## Stored records

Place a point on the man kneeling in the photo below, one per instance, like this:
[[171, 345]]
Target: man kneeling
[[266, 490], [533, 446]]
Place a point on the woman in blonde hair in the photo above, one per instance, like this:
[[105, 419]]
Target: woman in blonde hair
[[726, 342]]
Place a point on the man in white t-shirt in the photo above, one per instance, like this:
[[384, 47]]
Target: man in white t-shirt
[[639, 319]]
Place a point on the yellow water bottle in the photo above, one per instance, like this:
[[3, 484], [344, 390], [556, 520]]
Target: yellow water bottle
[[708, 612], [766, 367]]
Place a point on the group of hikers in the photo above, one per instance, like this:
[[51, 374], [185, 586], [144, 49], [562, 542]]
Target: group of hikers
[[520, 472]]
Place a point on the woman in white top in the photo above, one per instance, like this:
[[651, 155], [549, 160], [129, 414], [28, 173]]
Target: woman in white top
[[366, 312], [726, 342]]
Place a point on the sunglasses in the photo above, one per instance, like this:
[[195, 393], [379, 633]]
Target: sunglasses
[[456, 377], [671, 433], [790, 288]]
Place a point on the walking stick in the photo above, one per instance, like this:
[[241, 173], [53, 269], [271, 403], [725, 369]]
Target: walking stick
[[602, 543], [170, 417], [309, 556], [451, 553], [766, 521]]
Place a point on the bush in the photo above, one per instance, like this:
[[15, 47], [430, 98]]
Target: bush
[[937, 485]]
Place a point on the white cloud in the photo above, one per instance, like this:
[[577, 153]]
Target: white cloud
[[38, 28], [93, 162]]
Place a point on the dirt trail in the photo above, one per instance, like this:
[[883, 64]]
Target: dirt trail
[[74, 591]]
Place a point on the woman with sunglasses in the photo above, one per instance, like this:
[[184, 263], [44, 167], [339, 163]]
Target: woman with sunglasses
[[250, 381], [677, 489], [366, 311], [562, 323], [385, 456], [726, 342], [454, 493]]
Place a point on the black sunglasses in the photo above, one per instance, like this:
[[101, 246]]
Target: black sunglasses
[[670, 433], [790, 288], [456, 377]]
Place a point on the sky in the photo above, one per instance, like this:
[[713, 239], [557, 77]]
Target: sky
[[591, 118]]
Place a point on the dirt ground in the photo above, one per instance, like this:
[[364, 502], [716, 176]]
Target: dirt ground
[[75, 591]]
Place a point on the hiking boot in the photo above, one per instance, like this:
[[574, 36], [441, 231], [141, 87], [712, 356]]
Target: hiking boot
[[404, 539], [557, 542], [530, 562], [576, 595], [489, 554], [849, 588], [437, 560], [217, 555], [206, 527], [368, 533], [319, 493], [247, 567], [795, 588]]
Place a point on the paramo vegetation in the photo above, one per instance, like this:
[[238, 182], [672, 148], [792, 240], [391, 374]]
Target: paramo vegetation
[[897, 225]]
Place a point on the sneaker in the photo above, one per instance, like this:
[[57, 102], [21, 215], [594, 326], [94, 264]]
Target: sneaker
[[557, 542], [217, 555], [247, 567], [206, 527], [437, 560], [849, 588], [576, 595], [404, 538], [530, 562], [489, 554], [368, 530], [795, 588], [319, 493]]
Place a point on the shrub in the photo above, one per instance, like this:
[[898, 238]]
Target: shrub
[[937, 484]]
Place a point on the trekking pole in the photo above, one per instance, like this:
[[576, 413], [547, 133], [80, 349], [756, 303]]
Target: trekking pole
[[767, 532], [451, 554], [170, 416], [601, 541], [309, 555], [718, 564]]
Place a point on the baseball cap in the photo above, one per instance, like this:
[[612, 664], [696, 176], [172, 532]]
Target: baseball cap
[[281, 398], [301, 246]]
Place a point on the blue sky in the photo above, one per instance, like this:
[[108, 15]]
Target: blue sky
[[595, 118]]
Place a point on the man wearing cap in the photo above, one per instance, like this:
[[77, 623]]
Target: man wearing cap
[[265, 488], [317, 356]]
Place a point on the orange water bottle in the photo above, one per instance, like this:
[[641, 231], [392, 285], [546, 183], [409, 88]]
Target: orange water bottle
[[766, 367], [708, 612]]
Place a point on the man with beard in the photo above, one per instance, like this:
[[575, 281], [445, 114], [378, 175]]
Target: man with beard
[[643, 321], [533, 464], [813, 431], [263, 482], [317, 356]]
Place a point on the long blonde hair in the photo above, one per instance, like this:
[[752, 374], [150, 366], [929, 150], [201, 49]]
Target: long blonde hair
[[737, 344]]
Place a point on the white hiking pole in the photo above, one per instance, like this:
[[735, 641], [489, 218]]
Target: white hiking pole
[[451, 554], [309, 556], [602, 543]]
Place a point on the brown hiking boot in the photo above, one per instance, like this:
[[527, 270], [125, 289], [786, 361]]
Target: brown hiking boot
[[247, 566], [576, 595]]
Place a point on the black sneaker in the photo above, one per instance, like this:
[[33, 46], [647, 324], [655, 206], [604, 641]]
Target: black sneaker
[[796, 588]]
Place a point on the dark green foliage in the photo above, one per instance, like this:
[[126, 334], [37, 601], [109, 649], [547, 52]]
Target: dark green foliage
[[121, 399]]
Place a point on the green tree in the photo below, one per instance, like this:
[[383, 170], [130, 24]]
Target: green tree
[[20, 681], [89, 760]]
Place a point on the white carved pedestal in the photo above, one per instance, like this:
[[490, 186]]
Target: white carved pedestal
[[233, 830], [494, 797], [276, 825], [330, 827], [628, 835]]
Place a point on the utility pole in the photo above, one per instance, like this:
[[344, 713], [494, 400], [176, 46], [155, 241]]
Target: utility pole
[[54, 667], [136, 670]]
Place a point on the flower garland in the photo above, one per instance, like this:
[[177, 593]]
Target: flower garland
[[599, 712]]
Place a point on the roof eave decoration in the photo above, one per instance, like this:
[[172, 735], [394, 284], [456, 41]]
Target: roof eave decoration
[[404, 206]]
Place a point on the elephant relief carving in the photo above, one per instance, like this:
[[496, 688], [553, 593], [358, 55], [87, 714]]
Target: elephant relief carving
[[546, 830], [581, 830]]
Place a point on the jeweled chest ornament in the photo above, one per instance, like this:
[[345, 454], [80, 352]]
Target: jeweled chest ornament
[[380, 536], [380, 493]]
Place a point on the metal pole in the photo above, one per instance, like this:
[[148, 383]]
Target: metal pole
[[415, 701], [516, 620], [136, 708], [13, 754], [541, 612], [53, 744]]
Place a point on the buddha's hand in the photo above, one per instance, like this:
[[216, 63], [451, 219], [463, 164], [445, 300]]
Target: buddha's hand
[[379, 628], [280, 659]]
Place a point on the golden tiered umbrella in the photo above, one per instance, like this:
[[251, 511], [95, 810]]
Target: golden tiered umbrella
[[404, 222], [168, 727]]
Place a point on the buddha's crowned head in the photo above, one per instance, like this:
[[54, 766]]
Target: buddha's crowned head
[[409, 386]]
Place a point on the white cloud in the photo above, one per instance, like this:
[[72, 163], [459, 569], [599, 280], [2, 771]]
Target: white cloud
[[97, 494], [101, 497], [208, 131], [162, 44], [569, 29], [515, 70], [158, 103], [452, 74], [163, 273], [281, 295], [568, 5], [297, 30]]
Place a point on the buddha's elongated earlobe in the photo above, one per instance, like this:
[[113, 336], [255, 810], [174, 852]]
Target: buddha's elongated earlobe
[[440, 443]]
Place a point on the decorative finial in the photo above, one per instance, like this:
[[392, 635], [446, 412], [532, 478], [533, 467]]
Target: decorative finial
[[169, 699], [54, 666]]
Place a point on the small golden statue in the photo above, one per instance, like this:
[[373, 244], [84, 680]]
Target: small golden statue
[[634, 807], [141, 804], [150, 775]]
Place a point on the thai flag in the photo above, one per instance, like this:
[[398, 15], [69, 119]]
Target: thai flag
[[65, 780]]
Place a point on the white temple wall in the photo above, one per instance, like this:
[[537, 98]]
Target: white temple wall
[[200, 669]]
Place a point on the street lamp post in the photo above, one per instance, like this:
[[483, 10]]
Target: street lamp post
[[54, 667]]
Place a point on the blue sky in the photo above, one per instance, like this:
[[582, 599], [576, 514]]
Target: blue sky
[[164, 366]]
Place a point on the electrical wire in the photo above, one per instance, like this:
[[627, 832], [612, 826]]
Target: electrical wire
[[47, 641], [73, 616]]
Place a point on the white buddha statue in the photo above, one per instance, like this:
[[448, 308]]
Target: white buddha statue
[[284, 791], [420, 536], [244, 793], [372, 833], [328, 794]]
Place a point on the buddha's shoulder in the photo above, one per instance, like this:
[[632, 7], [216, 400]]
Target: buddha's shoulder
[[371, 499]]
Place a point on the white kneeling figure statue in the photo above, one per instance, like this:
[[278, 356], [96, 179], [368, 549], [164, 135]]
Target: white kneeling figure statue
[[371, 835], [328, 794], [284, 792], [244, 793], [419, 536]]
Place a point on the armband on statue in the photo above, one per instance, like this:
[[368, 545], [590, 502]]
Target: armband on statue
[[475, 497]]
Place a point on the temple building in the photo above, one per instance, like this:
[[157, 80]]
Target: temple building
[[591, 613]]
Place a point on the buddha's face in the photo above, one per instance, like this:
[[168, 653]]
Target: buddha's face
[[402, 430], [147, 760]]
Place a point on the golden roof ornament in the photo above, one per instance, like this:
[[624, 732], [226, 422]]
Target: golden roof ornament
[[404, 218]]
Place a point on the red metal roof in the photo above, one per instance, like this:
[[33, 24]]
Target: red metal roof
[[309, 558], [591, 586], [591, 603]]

## Exercise description
Write out the lines above, starting at the line that contains "Place a point on the white buddha" and ending with the final line, and nothing else; copy them exactly.

## Finished exercise
Place a point on the white buddha statue in the photo above, one per instance, like this:
[[448, 308]]
Target: white buddha statue
[[284, 791], [420, 536], [244, 793], [372, 833], [328, 794]]
Place a point on the buddha's shoulder in the photo above, one per instance, like this:
[[632, 7], [216, 400]]
Target: buddha's shoulder
[[371, 499]]
Place a point on the white kneeling figure statue in the photo above, one per instance, like this:
[[278, 356], [96, 179], [368, 549], [164, 135]]
Target: white kneeling figure statue
[[371, 835], [328, 794], [284, 792], [244, 793], [419, 536]]
Place a point on the armband on statue in the photo above, one per instance, like this:
[[368, 545], [590, 502]]
Target: armband on statue
[[475, 497]]
Place a point on the temple building in the photo above, one per instance, like this:
[[157, 80]]
Target: temple building
[[591, 613]]
Place a point on the buddha's face in the photo above, one per instance, like this:
[[168, 653]]
Target: buddha's face
[[402, 430], [147, 760]]
Place a point on the golden roof ornament in the photo above, one per instance, like this:
[[624, 732], [226, 422]]
Target: golden roof ornament
[[404, 218]]
Place a point on the red metal roof in the photo above, one per instance, like this:
[[33, 24]]
Target: red metal roof
[[309, 558], [591, 586], [591, 603]]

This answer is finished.